(Object location annotation data)
★ ★ ★

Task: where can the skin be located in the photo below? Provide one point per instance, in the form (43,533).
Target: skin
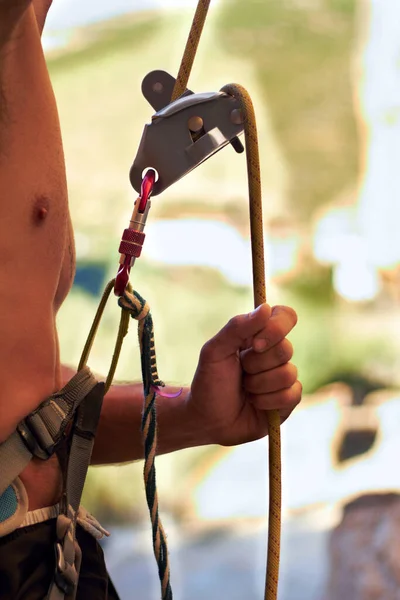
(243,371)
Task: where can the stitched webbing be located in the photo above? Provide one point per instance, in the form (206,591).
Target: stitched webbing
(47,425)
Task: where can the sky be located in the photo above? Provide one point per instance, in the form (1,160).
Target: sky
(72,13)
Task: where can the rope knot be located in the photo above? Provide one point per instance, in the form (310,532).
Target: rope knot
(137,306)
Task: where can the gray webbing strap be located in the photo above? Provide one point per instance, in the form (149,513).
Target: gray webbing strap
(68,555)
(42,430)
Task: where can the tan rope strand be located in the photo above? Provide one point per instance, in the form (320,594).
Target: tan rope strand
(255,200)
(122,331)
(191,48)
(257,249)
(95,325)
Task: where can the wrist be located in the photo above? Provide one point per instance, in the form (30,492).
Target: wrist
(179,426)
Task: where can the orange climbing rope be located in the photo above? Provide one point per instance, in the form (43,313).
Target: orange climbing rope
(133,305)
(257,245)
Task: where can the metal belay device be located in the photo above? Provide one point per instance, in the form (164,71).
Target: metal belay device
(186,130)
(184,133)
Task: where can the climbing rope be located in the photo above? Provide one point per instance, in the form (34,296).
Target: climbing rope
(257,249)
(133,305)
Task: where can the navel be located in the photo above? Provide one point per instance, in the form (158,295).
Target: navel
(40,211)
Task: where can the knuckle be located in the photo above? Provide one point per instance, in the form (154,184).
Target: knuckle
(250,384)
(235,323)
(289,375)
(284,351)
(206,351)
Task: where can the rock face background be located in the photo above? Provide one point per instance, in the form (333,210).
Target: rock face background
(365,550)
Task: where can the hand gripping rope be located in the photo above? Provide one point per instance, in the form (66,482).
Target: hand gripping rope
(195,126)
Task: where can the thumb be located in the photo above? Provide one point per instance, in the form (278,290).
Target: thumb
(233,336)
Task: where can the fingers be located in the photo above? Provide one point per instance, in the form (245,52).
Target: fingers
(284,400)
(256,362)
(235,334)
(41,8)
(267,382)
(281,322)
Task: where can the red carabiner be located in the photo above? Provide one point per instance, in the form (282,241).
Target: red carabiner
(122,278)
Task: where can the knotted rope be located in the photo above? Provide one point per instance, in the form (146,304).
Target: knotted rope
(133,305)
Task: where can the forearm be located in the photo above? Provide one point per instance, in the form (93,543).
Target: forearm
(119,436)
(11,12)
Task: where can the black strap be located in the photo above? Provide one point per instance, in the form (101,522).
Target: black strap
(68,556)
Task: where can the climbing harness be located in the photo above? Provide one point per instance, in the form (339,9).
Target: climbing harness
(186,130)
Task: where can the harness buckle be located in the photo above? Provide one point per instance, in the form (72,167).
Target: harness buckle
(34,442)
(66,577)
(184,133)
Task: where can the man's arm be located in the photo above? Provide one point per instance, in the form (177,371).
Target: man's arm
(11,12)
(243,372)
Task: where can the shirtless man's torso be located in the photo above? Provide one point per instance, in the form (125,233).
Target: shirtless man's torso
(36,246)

★ ★ ★

- Task directions
Each entry above is to be written out again unchanged, apart from the pictures, which are left out.

- Result of this exercise
Task: where can the skin be located in the photo below? Provide one point per instance, in the form (43,533).
Target: skin
(243,371)
Task: where can the stitched webbing be located in the photo above? Provide one point per instance, in the form (206,591).
Target: stitched webbing
(47,425)
Task: where can the sky be located in the photo above? Provide one point per instance, in the form (1,160).
Target: sky
(72,13)
Task: where can the rope knot be located in the photo above? Provide one point per instance, in the form (310,532).
Target: rope knot
(137,306)
Task: where can the gray webbing strap be located in the photo above? Provide one point per instance, in the form (149,513).
Target: gray webbing strap
(68,555)
(42,430)
Task: where can the tan rope strand be located in the photo above? Provide one point per instance, in the form (320,594).
Target: tan rope strand
(255,200)
(122,331)
(191,48)
(257,249)
(95,325)
Task: where can the wrist be located in the photo above? Provide one point per instance, in the form (30,492).
Target: wrist
(179,426)
Task: where can the orange climbing rope be located in the photo above? Provide one point per instance, in the form (43,313).
Target: orange climbing rope
(133,305)
(257,245)
Task: where can the metal belay device be located in the photo above? Provide one point per instance, in the form (164,71).
Target: metal belay device
(186,130)
(184,133)
Task: where can the climbing rope be located in the photo above? Provide one point per instance, in the form (34,296).
Target: climbing rope
(257,249)
(133,305)
Task: where can the navel be located in the photo above? Provide one point per instance, in the form (158,295).
Target: navel
(40,211)
Task: where can the knuckle be located in the photo above? Provide one point per instance, in the form (154,184).
Target: knuckle
(250,384)
(235,323)
(289,375)
(284,351)
(206,351)
Task: where can the rock face background be located in the photo above? Provide one point per instance, in the form (333,210).
Target: rock face background
(365,550)
Task: where can the hand gripping rope be located in the photo above? Provide one point per instance, in the form (66,482).
Target: hand gripping rope
(195,126)
Task: where can the thumb be located in the photo above? Provide one point per instance, in the form (278,290).
Target: thumb
(233,336)
Task: where can the fingers be located in the photo above? Provide one point per instance, in the form (245,52).
Target: fingers
(284,400)
(256,362)
(235,334)
(41,8)
(267,382)
(281,322)
Task: where can the red carabiner be located in the photo above? Provide one point per instance, in the form (282,241).
Target: red carabiner
(122,278)
Task: where can the knotted rope be located in the photo above? Provide one point per instance, in the form (146,304).
Target: knotted rope
(133,305)
Task: where can the forearm be located in the photo above? Provide one point per instance, in the form (93,543).
Target: forearm
(119,436)
(11,12)
Task: where can the black strap be located in the photo above? Provide one point per instance, in the form (101,522).
Target: black strap
(68,556)
Task: where can the climbing harness be located in the photo above? Provide one point per instance, in the form (339,9).
Target: climbing harness
(186,130)
Task: where can the harness buckle be located in the photo above? Provide one point per instance, in the form (72,167).
Target: harness buckle
(34,442)
(66,577)
(184,133)
Task: where can the man's arm be located in the photo above? Provide one point per instance, in the form (177,371).
Target: man's arm
(11,12)
(243,372)
Task: where can the shirtless man's torso be located in the photo above? Provide one point per instance, in the form (125,233).
Target: shirtless man's torso
(36,246)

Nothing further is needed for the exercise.